------ Extracted entries ------
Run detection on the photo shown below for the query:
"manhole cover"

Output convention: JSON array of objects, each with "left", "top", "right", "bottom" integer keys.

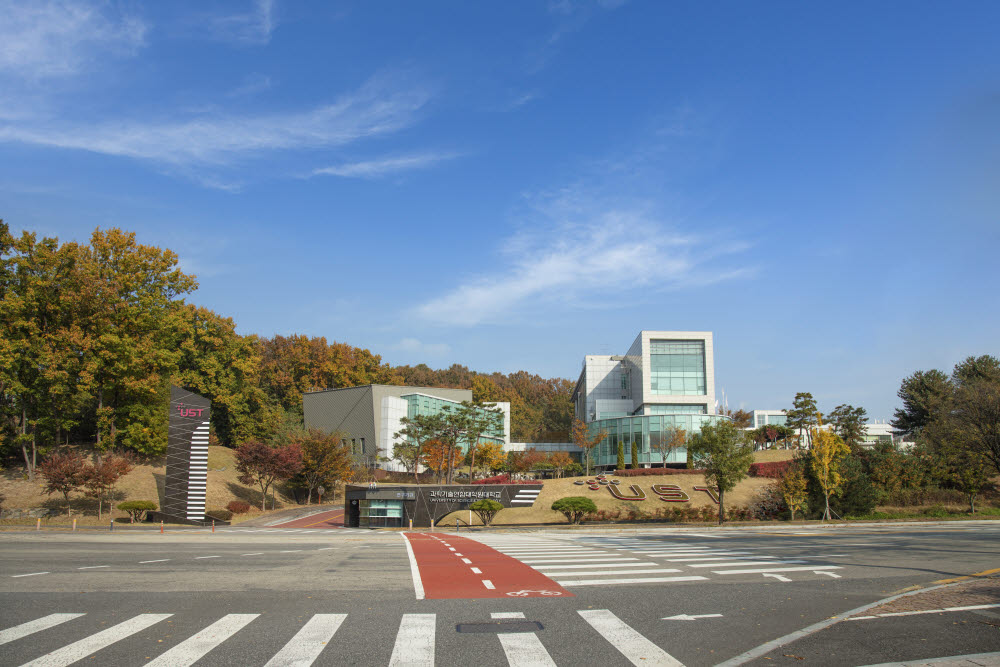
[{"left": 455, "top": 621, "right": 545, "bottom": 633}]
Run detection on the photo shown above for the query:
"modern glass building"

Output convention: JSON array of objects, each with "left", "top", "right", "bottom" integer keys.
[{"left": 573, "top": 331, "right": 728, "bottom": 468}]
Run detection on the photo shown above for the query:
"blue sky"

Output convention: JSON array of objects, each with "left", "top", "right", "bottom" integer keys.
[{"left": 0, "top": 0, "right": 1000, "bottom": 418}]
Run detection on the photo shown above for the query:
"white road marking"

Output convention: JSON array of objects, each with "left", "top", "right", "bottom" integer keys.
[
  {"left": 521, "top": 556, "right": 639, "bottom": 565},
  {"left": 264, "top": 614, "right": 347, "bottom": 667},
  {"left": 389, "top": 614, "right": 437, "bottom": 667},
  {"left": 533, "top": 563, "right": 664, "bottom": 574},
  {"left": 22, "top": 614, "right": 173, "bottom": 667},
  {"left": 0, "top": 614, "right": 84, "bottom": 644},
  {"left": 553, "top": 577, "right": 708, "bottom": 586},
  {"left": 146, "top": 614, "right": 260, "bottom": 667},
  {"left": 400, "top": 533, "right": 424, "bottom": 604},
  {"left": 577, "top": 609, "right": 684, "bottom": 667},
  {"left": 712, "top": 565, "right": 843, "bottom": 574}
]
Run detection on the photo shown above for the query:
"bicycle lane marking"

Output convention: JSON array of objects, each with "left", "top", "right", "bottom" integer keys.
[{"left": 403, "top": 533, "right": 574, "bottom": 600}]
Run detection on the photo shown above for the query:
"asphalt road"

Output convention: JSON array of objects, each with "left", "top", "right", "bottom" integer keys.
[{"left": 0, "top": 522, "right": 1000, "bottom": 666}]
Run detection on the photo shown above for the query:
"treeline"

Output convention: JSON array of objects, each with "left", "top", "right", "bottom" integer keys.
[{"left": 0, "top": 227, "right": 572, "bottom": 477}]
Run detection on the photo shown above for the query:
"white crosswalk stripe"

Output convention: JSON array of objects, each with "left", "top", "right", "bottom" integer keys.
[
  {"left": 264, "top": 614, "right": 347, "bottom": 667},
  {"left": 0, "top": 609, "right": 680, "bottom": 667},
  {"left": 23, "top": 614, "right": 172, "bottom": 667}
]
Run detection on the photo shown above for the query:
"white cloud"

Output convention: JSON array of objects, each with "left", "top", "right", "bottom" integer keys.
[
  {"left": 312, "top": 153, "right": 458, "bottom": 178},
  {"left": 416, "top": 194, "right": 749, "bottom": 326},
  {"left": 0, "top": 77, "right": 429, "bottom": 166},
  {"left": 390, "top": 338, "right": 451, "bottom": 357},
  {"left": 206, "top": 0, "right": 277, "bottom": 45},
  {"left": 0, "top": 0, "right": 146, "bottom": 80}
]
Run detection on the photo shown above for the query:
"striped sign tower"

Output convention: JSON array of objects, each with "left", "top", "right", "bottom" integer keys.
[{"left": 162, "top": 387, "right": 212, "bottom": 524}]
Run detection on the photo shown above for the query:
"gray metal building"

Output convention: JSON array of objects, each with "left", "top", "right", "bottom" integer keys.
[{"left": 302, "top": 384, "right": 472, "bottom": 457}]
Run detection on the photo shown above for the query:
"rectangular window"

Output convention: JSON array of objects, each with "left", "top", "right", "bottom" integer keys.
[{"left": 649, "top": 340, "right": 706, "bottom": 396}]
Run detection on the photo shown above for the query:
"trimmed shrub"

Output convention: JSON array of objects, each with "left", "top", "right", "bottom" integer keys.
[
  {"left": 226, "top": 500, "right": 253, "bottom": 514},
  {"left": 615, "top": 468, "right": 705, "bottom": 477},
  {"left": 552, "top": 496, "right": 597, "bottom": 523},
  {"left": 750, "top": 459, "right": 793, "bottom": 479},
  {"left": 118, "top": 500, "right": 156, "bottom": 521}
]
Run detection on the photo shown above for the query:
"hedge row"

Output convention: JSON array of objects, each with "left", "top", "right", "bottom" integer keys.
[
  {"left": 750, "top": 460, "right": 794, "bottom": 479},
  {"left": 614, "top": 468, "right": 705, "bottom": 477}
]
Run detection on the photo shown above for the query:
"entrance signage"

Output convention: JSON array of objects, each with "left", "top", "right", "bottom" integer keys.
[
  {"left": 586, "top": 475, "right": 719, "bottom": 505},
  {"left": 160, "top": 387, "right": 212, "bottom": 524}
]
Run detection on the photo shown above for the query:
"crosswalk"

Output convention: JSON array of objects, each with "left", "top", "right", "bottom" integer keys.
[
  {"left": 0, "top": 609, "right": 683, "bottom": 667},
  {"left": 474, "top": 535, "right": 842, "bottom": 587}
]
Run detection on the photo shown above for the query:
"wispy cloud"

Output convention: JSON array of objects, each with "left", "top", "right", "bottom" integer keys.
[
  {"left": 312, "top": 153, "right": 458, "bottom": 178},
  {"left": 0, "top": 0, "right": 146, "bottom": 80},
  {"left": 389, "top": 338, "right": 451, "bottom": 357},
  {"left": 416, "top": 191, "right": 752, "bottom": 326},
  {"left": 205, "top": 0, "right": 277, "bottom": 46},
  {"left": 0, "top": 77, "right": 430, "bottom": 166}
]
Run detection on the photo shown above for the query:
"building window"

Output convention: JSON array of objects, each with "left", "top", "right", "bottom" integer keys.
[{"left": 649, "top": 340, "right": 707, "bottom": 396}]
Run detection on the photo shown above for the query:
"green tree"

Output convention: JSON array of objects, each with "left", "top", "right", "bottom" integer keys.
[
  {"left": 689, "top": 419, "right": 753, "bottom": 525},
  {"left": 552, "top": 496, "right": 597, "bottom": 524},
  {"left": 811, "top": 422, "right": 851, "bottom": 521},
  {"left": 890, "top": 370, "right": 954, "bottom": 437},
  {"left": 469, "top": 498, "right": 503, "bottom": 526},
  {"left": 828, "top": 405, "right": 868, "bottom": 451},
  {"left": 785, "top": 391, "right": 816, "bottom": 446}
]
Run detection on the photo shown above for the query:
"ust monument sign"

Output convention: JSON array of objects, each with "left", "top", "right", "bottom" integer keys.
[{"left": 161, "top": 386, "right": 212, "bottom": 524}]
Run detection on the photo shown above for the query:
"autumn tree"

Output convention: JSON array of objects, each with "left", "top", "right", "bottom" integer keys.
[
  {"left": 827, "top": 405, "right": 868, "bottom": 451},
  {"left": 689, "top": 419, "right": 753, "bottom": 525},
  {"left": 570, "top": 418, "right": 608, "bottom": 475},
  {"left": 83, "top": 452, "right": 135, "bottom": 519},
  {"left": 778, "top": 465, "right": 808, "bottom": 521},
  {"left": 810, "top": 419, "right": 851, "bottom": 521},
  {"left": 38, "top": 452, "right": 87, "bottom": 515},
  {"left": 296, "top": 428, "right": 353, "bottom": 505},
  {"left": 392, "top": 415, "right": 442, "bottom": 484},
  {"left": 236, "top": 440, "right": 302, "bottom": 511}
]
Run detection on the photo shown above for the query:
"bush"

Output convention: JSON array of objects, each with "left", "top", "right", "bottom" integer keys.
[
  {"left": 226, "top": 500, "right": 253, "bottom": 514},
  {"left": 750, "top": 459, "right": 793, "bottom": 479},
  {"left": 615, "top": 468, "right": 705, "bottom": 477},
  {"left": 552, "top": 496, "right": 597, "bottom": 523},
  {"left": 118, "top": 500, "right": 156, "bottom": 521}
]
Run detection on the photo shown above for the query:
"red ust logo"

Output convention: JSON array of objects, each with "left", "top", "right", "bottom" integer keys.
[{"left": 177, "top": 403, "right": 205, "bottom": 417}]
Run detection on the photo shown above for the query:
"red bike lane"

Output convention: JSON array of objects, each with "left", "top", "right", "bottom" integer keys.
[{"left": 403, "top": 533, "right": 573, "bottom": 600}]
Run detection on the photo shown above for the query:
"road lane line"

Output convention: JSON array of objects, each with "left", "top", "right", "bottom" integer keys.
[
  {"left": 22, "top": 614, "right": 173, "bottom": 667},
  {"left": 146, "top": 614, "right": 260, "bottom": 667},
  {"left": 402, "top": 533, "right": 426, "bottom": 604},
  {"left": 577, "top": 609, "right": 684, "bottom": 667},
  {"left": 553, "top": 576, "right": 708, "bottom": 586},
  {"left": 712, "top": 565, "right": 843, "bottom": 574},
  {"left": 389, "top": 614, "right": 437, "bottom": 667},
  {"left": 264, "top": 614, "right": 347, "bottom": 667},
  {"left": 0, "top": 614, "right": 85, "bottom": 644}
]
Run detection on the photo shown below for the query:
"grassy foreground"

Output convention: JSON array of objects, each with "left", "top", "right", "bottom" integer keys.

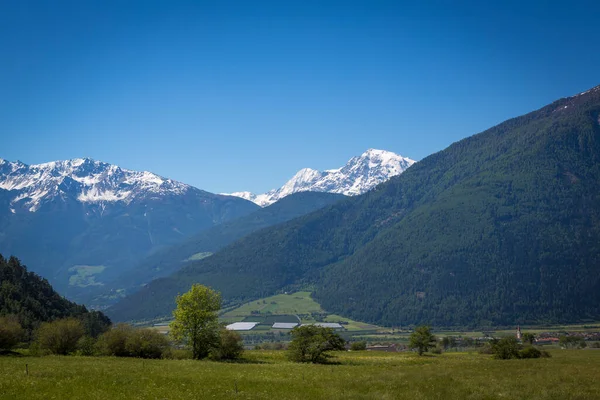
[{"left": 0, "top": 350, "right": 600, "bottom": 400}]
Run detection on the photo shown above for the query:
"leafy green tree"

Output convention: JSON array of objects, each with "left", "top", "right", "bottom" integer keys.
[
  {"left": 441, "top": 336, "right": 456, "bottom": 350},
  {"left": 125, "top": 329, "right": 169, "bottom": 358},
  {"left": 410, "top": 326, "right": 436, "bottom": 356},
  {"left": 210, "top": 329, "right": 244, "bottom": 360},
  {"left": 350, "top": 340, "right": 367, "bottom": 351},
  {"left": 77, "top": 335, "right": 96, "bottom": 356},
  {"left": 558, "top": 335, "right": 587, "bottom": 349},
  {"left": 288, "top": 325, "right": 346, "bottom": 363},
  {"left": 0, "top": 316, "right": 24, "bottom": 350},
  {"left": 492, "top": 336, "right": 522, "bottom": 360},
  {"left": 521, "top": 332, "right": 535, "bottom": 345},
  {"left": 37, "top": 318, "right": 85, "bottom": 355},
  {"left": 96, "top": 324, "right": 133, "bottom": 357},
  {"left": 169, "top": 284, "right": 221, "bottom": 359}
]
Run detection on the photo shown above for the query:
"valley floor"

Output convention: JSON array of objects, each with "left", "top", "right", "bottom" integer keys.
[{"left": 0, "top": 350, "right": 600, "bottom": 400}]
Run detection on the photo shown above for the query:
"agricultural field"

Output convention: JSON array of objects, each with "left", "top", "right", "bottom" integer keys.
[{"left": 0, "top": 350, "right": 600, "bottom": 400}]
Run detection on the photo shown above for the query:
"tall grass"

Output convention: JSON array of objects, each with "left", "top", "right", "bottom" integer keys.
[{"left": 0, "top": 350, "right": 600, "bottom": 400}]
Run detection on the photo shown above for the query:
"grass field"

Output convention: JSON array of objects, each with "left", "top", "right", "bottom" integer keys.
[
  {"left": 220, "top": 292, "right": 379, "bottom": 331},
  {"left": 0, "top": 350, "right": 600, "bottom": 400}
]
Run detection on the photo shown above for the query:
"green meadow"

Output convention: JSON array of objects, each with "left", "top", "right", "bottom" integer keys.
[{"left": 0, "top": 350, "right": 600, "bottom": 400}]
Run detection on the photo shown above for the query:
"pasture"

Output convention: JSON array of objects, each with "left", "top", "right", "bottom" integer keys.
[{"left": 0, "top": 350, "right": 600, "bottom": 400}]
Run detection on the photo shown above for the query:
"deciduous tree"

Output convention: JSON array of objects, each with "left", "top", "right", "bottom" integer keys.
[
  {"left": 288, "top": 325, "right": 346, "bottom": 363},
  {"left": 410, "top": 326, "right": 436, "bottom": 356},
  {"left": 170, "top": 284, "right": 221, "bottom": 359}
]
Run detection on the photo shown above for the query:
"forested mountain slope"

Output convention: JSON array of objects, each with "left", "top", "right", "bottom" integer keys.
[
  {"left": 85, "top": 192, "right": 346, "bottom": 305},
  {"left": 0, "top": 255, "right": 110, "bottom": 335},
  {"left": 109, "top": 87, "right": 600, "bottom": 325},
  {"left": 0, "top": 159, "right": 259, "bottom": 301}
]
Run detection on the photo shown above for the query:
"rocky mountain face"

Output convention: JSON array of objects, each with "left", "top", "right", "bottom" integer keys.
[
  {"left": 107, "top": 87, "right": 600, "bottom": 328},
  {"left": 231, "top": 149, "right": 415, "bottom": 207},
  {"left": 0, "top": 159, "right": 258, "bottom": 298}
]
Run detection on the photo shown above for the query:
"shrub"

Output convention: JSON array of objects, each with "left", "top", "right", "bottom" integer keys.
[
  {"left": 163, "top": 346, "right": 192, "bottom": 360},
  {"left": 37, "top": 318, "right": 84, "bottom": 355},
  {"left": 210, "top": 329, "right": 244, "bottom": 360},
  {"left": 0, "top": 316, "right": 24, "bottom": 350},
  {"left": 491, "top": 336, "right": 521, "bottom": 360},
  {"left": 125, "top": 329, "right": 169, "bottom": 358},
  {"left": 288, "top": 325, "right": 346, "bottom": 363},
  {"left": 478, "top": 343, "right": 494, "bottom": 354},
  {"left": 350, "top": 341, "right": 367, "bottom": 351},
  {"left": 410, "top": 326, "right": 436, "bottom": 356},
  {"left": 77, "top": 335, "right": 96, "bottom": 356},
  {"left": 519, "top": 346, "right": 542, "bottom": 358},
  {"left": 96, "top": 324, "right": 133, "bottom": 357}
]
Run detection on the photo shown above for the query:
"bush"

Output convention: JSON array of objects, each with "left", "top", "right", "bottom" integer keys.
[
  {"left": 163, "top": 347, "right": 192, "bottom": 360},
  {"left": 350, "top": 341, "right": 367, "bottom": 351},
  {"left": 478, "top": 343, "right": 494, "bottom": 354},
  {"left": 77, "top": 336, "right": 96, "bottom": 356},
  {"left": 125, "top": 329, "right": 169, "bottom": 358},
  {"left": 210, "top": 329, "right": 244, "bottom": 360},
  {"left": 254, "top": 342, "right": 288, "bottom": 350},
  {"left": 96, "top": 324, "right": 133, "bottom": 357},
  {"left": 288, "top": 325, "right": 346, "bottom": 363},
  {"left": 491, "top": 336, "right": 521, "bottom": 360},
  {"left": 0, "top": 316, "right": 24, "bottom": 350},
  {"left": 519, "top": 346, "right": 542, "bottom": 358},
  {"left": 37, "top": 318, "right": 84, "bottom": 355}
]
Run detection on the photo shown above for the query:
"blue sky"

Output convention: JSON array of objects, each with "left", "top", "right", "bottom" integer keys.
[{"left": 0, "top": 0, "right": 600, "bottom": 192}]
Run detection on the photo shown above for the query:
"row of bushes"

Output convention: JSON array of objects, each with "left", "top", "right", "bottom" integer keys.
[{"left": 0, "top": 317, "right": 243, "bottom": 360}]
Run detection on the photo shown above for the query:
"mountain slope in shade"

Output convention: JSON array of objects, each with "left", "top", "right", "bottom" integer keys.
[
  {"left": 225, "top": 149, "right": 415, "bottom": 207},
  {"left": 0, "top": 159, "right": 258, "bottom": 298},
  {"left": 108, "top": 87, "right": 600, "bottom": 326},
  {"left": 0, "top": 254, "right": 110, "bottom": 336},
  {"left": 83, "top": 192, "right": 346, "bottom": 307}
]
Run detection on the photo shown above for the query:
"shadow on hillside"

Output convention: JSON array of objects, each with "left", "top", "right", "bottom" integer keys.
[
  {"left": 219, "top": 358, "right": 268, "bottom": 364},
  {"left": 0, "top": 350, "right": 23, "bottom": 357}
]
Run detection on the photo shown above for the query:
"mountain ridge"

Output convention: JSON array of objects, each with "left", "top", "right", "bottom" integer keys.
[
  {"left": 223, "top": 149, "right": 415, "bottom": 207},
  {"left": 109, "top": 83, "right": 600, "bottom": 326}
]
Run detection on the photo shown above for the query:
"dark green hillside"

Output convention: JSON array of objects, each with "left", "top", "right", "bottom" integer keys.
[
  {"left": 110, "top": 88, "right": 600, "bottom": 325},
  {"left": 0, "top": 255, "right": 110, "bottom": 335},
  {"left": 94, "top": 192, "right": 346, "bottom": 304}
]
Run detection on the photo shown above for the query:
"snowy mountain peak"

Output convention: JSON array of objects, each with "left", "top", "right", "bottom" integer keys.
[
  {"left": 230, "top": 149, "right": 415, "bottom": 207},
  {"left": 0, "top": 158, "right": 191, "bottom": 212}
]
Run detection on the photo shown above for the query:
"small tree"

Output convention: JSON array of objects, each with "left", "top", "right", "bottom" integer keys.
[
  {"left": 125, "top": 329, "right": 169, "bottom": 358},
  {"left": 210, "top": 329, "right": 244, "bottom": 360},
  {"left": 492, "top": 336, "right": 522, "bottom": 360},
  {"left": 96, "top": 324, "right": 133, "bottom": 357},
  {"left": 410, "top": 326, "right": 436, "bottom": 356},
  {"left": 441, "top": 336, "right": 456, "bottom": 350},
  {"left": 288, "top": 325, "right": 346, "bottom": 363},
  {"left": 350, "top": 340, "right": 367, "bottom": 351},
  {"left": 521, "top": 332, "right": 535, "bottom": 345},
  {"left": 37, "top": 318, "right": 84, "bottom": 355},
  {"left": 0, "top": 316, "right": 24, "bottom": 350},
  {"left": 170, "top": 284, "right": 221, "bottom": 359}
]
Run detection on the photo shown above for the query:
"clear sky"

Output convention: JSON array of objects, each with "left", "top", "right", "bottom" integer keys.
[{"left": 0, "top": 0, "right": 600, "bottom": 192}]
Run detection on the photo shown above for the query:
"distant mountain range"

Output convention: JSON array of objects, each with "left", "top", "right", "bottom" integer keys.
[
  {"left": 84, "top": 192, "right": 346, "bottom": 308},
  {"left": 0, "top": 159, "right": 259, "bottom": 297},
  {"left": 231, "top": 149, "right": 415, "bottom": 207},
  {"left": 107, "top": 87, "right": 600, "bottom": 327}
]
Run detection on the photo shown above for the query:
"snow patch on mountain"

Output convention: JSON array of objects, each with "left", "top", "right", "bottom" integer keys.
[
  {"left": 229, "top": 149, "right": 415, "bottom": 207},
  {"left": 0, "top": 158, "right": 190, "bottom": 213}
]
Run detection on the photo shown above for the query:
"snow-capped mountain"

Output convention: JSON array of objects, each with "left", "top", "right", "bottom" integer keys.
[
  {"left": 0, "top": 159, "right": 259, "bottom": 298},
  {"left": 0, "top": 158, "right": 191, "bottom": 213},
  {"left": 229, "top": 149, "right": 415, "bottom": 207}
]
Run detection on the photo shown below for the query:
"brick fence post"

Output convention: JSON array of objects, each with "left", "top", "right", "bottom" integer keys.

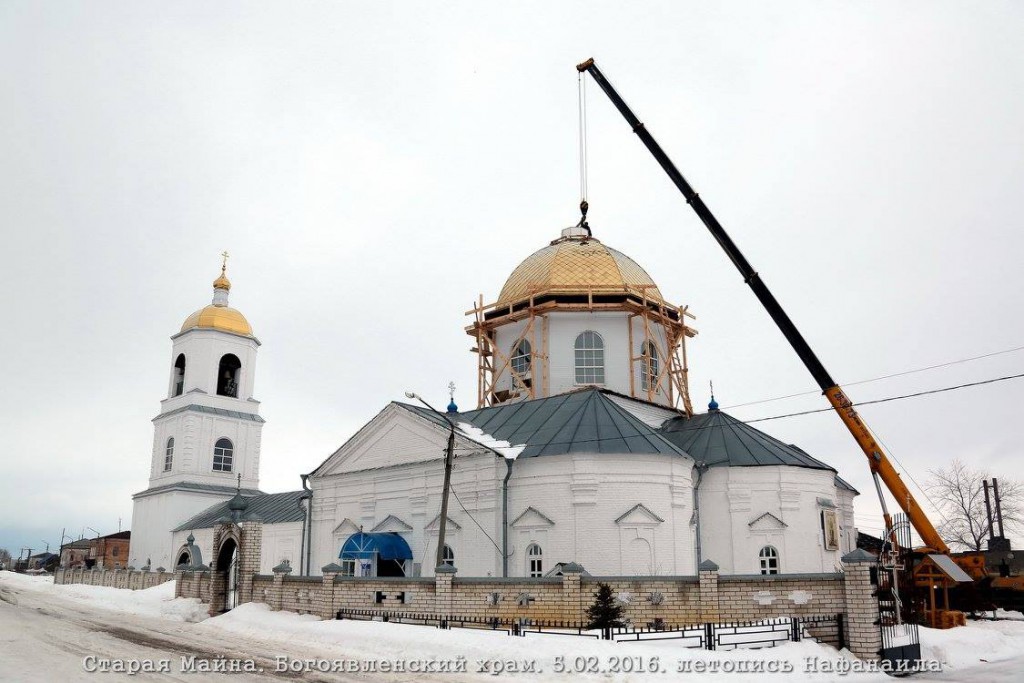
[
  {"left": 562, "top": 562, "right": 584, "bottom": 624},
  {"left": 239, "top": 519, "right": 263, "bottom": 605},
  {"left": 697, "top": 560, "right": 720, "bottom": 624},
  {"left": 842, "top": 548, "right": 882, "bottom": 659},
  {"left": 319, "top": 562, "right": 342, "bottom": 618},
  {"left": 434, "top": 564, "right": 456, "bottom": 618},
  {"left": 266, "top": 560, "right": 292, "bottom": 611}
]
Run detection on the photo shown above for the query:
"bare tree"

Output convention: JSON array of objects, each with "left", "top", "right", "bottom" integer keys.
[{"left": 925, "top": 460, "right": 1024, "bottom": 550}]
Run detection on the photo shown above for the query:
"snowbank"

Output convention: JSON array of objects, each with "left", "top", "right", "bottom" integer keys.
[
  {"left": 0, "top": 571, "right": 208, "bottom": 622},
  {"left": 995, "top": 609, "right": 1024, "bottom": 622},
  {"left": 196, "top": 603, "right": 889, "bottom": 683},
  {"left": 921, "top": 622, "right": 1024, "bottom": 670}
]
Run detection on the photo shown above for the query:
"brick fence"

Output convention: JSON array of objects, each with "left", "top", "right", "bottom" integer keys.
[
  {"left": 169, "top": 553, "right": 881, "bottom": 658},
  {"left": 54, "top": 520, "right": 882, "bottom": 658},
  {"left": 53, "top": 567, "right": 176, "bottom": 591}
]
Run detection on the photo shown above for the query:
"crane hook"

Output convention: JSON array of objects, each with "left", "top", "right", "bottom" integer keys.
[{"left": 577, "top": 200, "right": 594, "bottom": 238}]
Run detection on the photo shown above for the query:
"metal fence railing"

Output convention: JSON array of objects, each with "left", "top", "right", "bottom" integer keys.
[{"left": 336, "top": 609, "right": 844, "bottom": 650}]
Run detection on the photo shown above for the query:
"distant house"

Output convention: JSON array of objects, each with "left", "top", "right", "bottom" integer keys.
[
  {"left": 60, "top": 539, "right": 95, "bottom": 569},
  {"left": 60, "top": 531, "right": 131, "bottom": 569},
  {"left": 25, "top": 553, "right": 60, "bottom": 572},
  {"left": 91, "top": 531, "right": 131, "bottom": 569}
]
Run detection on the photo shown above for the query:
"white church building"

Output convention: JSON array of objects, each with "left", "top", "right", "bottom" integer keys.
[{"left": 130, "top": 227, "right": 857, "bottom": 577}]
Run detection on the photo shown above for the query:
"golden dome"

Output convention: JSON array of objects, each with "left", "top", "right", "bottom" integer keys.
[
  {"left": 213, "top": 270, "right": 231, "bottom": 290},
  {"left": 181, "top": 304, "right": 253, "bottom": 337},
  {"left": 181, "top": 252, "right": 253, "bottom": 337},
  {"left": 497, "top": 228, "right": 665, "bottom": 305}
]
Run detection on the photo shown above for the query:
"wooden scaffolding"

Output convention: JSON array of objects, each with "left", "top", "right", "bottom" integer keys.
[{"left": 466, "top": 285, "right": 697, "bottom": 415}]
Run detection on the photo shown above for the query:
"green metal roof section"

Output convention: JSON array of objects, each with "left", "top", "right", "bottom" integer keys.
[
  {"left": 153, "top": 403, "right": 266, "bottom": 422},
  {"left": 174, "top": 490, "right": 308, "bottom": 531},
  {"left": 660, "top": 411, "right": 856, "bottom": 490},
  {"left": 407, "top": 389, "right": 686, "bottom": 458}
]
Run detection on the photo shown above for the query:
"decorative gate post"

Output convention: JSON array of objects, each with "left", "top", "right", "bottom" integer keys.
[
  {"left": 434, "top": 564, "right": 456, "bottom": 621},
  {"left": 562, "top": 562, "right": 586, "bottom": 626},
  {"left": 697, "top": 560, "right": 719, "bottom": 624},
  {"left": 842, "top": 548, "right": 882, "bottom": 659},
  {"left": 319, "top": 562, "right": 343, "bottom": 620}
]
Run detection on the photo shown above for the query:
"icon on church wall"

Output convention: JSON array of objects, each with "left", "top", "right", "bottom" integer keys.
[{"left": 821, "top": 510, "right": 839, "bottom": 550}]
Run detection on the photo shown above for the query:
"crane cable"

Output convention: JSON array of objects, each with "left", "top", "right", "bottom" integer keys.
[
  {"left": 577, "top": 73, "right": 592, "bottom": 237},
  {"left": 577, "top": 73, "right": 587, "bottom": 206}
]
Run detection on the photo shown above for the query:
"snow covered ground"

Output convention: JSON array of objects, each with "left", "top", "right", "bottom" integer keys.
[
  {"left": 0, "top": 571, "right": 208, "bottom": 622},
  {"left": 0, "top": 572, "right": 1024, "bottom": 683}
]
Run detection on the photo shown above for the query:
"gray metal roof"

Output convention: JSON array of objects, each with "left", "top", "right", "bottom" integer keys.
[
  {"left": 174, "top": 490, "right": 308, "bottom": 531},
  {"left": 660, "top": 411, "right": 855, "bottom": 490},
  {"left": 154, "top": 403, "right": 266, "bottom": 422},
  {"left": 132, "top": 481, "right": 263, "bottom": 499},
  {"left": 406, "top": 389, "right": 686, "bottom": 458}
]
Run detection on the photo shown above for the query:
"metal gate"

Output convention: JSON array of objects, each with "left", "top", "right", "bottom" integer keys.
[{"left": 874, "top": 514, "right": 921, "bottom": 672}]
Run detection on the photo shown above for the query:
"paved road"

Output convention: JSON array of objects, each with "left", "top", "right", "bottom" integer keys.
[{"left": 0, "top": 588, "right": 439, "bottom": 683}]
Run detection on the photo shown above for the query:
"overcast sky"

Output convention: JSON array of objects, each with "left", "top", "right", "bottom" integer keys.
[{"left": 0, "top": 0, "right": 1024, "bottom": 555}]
------
Written task: From the material above, filter out every line containing the word "slope" and copy those lines. Case counts.

Response to the task:
"forested mountain slope"
"mountain slope in shade"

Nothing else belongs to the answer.